▶ [CONSIGNE 1]
Repérez dans le listing chaque ligne contenant la chaîne « line » et recopiez-la en tenant compte de la casse.
──────── BLOC DE TEXTE
Traditionnellement, et je me tourne maintenant, non du côté de la religion, mais vers la science et la philosophie, on distingue trois critères du vrai. Pour qu’un énoncé soit véridique, il faut d’abord, c’est une condition logique incontournable, qu’il ne soit pas intrinsèquement contradictoire. Si je vous dis que j’ai vu l’autre jour, en me promenant dans la forêt, un cercle carré, ne me croyez pas, ça ne peut pas être vrai car c’est contradictoire.
────────────────
▶ [CONSIGNE 2]
Citez les trois domaines mentionnés dans la première phrase du texte sur les critères du vrai.
──────── DONNÉES
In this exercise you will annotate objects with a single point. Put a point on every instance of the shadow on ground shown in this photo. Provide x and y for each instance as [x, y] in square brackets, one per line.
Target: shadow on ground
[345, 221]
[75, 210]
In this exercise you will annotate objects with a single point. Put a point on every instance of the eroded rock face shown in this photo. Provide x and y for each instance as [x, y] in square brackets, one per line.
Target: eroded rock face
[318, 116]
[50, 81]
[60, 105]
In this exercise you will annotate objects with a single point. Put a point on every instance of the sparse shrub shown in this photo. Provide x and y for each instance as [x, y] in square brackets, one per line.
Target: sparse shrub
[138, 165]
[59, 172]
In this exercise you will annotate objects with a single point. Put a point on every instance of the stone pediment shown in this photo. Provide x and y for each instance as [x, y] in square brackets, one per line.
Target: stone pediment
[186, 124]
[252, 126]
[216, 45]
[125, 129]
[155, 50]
────────────────
──────── DONNÉES
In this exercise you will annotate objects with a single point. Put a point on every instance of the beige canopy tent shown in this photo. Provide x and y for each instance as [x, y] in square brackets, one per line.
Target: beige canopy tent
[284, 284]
────────────────
▶ [RÉPONSE 1]
In this exercise you will annotate objects with a single point. Put a point on every instance of the shadow on ground shown in this photo. Provide x and y for each instance as [x, y] in square brackets, one per line.
In this exercise you will annotate objects with a single point. Put a point on every instance of the eroded rock face shown in this photo. Provide x and y for each instance as [x, y] in square brackets, one per line.
In this exercise you will annotate objects with a single point. Put a point on every instance of the sparse shrub shown in this photo. Provide x and y for each instance as [x, y] in square brackets, one per line.
In this exercise you will annotate objects with a single point. Put a point on every instance of the stone pediment shown in this photo. Provide x and y for each instance as [x, y] in square brackets, one per line.
In this exercise you will annotate objects with a single point. Put a point on every instance of the beige canopy tent shown in this photo. Provide x and y for each instance as [x, y] in square brackets, one per line.

▶ [RÉPONSE 2]
la religion, la science, la philosophie